■ CONSIGNES ET EXERCICES
**A.** Relevez toutes les personnes nommées dans l'article sur le sommet de l'Otan à Newport.
**B.** Prolongez l'article sur le sommet de l'Otan à Newport en reprenant au point où il s'arrête.

■ TEXTE FOURNI
____________________

L'Otan et l'Europe ont forcé le ton lors de leur Sommet de Newport et
menacent d'intervenir en Ukraine. La Russie prévient qu'elle réagirait à la
menace. Sommes-nous, vraiment, au bord d'une troisième guerre mondiale ?
Le Sommet de l'Otan, tenu jeudi et vendredi, à Newport (Grande-Bretagne)
remet à l'ordre du jour le projet Atlantiste d'un isolement stratégique de la
Russie annoncé, dès 1993, par les USA et incorporé au calendrier de l'Otan,
lors du Sommet de Washington, de 1999. Il s'agit du programme de Défense
antimissile balistique de théâtre active multicouche (ALTBMD) qui fût approuvé,
lors du Sommet d'Istanbul, de 2004. Sa mise en place devait se faire en deux
temps : en 2014 et 2019 pour la mise en service. C'est dans ce sens qu'il faut
interpréter la décision de ce Sommet de Newport de mettre en place une « Force
de réaction rapide «dotée de 4.000 hommes, capable de se déployer et de
répondre aux mouvements de troupes russes qui seraient « suspectées » d'intentions
belligérantes, et pour le cas présent, traduire : « prêtes à intervenir en
Ukraine ». Cette force de réaction rapide se fera avec le soutien d'ex-pays de
pays du bloc soviétique, plus précisément la Pologne et la Tchéquie, annonce
l'Otan. Cela rappelle, curieusement, toute l'épopée du « Bouclier antimissile »
engagé par George W. Bush, entre 2004 et 2009. La tension était grande entre
les USA et la Russie, tant cette dernière avertissait qu'elle déploierait,
immédiatement son arsenal nucléaire stratégique en direction de l'Europe comme,
au temps de la guerre froide. La Russie dirigée, rappelons-le par le même
Vladimir Poutine, avait proposé aux Occidentaux (et l'Otan) la mise en place
d'un bouclier antimissile commun dans le Kazakhstan, puisque les Occidentaux
justifiaient leur projet de bouclier, par la menace iranienne. La tension
s'était apaisée avec l'arrivée de Barack Obama, au pouvoir, aux USA et le
projet de Bouclier antimissile gelé. Du coup, l'annonce faite, jeudi, à
Newport, de la mise en place de cette « force de réaction spéciale » munie d'un
armement stratégique ( missiles porteurs de têtes nucléaires, notamment)

____________________

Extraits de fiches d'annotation
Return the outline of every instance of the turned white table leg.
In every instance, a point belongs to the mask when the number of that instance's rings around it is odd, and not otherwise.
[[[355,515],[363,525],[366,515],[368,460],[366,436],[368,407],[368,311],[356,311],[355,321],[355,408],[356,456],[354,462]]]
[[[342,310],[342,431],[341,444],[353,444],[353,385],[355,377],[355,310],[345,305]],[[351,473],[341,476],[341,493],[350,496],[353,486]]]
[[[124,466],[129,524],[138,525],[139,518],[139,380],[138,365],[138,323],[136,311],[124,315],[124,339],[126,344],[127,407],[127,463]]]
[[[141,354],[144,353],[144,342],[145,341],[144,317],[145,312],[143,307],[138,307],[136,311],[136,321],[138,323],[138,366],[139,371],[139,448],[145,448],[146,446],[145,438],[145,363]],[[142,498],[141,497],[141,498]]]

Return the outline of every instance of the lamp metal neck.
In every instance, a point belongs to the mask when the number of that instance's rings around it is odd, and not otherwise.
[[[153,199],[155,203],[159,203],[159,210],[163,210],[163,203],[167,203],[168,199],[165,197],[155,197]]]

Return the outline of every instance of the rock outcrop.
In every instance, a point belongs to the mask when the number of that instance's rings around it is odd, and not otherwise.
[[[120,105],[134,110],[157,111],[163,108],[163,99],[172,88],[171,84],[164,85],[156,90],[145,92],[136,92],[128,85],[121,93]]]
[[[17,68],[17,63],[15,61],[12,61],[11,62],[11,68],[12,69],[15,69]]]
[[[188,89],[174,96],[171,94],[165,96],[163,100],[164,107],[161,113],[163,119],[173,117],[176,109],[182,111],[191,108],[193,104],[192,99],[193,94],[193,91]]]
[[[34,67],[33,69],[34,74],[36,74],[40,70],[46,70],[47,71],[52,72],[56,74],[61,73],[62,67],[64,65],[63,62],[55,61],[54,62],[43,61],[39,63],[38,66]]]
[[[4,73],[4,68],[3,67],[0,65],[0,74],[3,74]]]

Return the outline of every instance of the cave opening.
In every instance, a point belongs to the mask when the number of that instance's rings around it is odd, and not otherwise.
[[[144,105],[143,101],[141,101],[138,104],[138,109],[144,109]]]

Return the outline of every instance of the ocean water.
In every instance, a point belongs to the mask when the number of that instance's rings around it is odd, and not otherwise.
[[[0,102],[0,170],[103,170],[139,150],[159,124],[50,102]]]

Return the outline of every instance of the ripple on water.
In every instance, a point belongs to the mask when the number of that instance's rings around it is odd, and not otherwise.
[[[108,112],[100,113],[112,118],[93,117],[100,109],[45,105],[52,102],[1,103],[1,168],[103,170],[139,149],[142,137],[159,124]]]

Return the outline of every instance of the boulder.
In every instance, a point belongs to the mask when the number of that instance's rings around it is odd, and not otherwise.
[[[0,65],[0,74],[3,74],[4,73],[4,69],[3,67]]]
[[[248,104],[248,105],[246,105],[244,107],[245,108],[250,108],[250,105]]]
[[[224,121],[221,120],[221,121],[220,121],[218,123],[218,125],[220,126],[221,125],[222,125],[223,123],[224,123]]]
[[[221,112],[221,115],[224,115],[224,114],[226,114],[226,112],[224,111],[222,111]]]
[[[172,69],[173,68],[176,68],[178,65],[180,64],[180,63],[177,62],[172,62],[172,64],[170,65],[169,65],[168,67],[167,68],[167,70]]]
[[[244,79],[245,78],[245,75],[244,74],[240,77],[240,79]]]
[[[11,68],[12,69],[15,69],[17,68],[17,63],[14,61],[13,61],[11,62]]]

____________________

■ RÉPONSES
**A.** George W. Bush, Vladimir Poutine, Barack Obama

**B.**
résonne comme un retour à la case-départ, de 2004. N'ayant pas la mémoire
courte, le président russe a averti, par la voix du secrétaire adjoint du
Conseil de sécurité russe, « qu'il réagirait à la menace que constitue le
renforcement de la présence de l'Otan, aux frontières de la Russie et que la
Russie va réajuster sa doctrine militaire qui prendra en compte les nouvelles
menaces ». Dans ce nouvel affrontement Occident (Otan) ? Russie, la question
ukrainienne rappelle, à bien des égards, l'épisode de l'été 2008 et l'affaire
de l'Ossétie du sud où la Russie et la Georgie se sont engagées, dans une
guerre des « frontières ». On sait comment cela a fini : l'Ossétie du sud a
proclamé son indépendance, vis-à-vis de la Georgie, même si elle n'est reconnue
que par la seule Russie, en tant qu'Etat indépendant. Le parallèle est vite
fait avec l'Ukraine aujourd'hui. Après la Crimée, les régions de l'Est de
l'Ukraine iront-elles jusqu'à la sécession ? La situation semblait évoluer vers
un statu quo, jeudi, en fin de soirée : Vladimir Poutine et le président
ukrainien, Petro Porotchenko, ont annoncé un « cessez-le- feu » pour vendredi
et un plan de paix pour sortir de la crise. Ainsi, Vladimir Poutine aura réussi
un coup de maître : faire oublier, définitivement, l'annexion de la Crimée et
pousser Kiev à octroyer plus d'autonomie aux régions de l'Est de l'Ukraine. Il
sait, par ailleurs, que l'éventualité que l'Otan et l'Occident lui livrent,
ouvertement, une guerre est quasiment nulle, tant il est vrai qu'il dispose
d'une force de riposte adéquate (nouveaux missiles Iskander K ? RS ? 26)
pointée sur l'Europe. Dans ce jeu de positionnement stratégique entre la Russie
et les Occidentaux, menés par les USA, le coût des crises sera supporté,
d'abord par les pays qui bordent les frontières russes, pays utilisés comme des
pions, dans une partie d'échecs, entre la Russie et les USA. Les pays de l'Union
européenne qui affrontent, déjà, une crise financière structurelle, mettront du
temps à se relever de cette aventure. Sans aller jusqu'à user de ses capacités
militaires stratégiques, Vladimir Poutine dispose d'une arme beaucoup plus
redoutable contre l'Europe : le gaz. Et l'hiver approche. Seul un dialogue avec
la Russie pour une solution politique de la question ukrainienne évitera à
l'Europe une crise durable. Quant aux USA, pour qu'ils se réconcilient avec la
Russie, il leur faudra comprendre, un jour, qu'ils ne sont pas seuls sur cette
planète.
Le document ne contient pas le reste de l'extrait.